To do:
Look for "simplified" in each line of the entries, and return the matching lines.

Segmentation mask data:
=== Section Start ===

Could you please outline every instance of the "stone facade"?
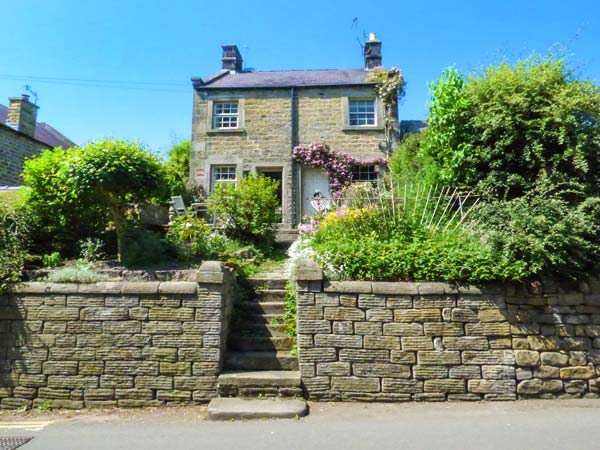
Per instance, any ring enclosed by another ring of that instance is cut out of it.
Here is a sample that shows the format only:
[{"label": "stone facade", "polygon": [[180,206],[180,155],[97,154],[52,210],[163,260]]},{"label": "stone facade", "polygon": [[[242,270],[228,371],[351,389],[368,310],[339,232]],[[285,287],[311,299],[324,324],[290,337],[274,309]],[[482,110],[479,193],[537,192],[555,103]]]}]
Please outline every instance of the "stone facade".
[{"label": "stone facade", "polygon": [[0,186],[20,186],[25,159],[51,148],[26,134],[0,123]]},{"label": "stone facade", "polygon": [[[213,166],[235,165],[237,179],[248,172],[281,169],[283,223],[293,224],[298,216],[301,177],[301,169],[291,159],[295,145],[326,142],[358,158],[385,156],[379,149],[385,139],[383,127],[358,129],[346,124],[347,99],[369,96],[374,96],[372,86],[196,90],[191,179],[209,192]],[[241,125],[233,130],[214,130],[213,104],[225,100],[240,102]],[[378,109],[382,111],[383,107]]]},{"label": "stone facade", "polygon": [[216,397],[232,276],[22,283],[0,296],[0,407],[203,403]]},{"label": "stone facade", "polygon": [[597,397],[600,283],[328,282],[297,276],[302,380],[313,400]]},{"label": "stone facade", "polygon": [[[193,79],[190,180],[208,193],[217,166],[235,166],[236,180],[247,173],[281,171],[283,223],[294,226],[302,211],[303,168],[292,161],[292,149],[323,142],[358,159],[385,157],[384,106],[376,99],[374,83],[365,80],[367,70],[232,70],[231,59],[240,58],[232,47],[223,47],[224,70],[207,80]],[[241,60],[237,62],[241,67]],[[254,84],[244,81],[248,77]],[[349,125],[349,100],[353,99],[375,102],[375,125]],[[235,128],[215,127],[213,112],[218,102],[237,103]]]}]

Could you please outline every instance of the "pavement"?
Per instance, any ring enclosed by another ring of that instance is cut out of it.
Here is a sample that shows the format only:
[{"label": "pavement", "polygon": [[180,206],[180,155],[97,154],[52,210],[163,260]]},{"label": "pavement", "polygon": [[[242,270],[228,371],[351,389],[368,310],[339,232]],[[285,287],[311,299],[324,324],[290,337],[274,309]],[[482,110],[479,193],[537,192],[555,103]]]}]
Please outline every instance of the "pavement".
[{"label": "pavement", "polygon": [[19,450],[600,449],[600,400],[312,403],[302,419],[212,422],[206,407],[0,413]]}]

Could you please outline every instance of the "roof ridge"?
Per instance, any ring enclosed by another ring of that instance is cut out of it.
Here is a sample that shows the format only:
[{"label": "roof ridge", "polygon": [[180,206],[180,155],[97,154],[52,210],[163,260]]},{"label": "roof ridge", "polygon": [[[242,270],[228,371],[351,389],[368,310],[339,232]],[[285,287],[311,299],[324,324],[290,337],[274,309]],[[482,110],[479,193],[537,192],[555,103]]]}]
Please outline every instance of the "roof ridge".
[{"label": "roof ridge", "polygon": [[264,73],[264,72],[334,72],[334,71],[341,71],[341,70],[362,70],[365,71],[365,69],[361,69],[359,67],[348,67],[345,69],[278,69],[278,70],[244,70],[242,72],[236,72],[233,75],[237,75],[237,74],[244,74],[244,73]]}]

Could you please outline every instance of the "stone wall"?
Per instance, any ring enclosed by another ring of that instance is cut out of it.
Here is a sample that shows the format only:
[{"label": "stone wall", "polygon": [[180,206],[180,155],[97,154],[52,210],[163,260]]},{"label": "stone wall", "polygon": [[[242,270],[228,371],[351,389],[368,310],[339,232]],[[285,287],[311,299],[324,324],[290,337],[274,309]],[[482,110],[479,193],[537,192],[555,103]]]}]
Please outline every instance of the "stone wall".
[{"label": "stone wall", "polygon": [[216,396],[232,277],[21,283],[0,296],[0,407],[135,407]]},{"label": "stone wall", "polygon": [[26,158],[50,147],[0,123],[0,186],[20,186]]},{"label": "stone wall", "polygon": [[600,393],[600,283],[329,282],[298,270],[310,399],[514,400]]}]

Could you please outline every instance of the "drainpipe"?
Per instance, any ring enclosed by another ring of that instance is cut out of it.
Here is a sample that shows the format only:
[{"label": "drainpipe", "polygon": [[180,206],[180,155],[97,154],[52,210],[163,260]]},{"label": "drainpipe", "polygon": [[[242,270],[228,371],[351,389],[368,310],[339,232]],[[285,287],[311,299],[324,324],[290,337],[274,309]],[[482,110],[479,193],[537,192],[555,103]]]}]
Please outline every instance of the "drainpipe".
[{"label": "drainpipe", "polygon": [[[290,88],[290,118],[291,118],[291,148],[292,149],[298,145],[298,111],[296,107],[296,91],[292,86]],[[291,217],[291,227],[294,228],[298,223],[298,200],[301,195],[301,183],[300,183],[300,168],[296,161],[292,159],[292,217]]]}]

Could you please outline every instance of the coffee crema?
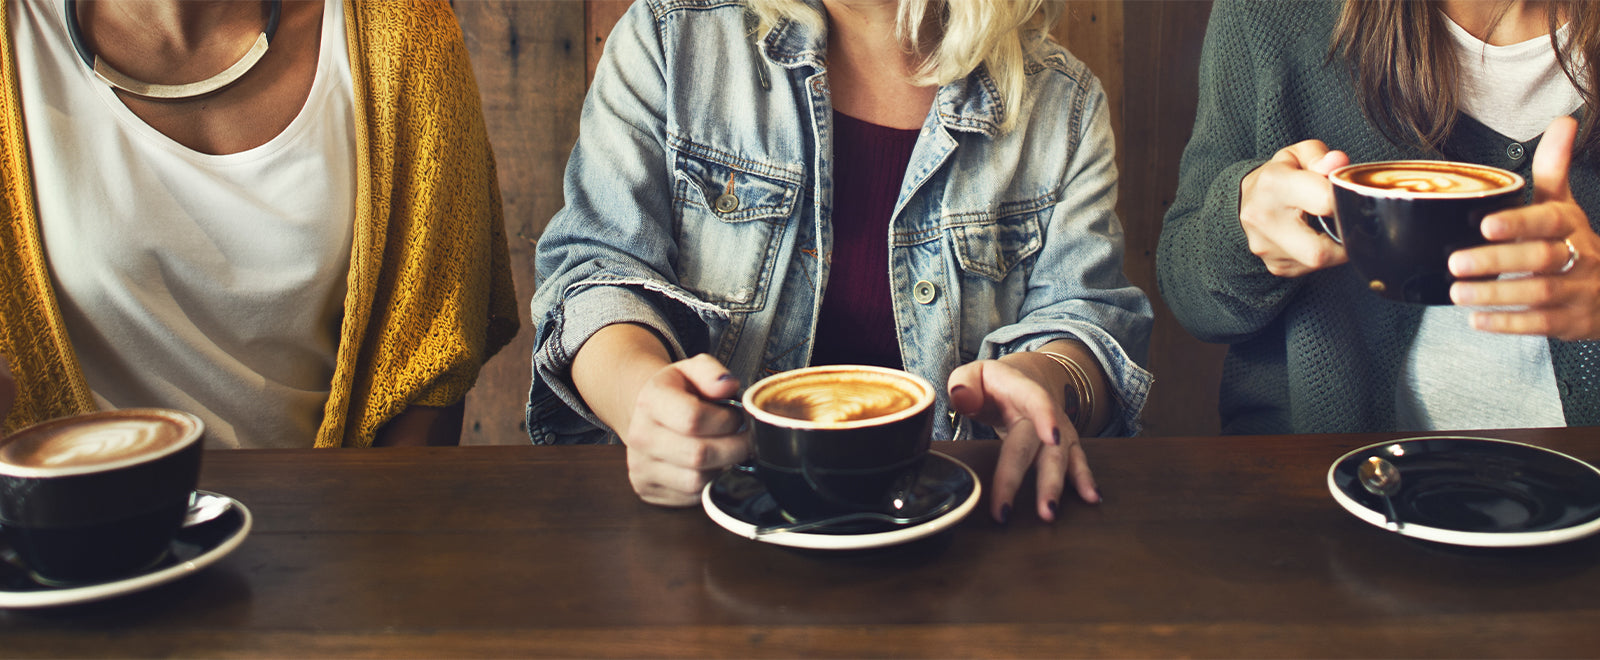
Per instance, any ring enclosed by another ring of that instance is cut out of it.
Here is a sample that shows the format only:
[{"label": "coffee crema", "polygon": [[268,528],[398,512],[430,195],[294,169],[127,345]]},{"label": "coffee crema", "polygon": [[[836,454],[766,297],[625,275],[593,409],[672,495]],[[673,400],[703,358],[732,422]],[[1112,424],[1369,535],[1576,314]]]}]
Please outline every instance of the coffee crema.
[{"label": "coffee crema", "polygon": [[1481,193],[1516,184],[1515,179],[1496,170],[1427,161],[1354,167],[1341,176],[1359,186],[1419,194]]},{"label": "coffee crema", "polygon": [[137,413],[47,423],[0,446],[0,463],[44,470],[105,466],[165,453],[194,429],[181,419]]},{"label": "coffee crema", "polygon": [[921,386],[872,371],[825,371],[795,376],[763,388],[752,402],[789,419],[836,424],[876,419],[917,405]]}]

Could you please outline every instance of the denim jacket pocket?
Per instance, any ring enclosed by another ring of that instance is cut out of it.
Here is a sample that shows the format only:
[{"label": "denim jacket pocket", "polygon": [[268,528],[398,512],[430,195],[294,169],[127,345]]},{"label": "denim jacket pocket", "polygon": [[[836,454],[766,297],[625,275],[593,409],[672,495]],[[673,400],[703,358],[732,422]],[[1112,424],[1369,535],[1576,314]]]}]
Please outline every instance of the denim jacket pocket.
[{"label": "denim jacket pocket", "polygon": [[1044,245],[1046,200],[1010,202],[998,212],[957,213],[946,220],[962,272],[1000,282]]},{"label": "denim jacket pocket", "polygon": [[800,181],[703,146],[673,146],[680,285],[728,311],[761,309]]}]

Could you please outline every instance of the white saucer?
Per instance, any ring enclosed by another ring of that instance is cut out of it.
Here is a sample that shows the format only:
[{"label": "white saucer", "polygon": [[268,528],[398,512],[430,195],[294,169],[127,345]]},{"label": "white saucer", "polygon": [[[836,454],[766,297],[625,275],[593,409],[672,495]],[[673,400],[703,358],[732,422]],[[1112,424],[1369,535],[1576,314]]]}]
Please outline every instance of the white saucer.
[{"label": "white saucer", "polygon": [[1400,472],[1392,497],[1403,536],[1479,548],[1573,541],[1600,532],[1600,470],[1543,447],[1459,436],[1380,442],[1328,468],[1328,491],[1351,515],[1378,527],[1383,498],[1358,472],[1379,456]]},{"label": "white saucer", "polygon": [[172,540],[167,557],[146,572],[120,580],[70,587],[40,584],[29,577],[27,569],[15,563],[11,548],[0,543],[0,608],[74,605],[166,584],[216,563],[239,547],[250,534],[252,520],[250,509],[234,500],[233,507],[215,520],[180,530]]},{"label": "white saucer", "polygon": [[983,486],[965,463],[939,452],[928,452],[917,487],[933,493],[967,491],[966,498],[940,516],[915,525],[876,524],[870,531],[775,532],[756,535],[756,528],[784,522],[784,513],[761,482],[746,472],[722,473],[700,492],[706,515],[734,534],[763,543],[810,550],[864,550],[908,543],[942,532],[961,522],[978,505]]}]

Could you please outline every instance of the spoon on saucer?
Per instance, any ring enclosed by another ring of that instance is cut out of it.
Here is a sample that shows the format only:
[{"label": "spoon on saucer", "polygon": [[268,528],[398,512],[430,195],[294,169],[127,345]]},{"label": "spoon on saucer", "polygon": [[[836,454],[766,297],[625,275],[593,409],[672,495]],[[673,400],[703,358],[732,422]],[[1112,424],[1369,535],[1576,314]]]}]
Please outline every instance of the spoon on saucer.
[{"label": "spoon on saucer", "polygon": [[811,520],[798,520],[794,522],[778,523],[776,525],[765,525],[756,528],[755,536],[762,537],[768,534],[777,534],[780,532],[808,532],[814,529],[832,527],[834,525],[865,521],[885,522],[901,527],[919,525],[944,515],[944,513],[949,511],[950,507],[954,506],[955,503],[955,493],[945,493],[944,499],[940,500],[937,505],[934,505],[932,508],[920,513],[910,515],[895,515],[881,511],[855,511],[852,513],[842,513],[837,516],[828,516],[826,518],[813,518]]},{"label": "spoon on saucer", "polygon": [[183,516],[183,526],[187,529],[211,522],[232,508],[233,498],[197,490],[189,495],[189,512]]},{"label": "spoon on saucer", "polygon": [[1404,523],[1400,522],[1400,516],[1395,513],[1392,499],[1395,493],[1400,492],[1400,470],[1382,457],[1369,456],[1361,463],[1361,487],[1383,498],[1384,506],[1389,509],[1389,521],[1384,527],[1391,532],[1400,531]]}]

=== Section End ===
=== Section Start ===

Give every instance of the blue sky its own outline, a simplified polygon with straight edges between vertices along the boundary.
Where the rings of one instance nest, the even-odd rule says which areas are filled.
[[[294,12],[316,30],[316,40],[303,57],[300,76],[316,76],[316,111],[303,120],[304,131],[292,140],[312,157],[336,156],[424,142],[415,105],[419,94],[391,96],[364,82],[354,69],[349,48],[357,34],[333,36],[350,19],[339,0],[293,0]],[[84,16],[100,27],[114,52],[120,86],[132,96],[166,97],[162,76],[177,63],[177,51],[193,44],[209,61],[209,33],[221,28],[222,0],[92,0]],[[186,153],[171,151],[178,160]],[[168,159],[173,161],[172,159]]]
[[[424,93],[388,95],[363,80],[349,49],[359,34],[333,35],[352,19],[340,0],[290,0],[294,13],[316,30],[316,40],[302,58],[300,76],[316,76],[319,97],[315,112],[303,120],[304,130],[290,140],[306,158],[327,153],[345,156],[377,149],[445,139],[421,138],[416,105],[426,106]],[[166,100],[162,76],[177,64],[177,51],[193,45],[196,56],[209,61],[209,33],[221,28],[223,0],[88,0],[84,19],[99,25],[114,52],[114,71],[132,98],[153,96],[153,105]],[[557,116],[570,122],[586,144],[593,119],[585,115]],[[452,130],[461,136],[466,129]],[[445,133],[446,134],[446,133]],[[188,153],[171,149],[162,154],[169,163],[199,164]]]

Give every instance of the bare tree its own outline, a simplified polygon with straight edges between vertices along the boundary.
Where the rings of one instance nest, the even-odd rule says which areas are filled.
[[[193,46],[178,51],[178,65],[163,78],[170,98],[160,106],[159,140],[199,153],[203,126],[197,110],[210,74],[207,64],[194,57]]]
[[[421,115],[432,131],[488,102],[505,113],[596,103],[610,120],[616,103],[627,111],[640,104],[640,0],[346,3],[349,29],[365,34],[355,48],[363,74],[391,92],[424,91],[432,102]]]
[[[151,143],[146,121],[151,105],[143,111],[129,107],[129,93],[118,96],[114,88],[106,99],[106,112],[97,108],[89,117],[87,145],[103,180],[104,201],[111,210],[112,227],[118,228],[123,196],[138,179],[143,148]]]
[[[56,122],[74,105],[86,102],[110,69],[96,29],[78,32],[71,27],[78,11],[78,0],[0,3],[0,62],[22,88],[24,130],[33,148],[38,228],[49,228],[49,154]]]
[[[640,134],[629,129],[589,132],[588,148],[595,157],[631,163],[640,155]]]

=== Section End ===

Result for this exercise:
Give every instance of the blue sky its own outline, a simplified polygon with straight edges between vertices along the boundary.
Give every instance of the bare tree its own outline, a simplified polygon with straight edges between vertices along the boundary.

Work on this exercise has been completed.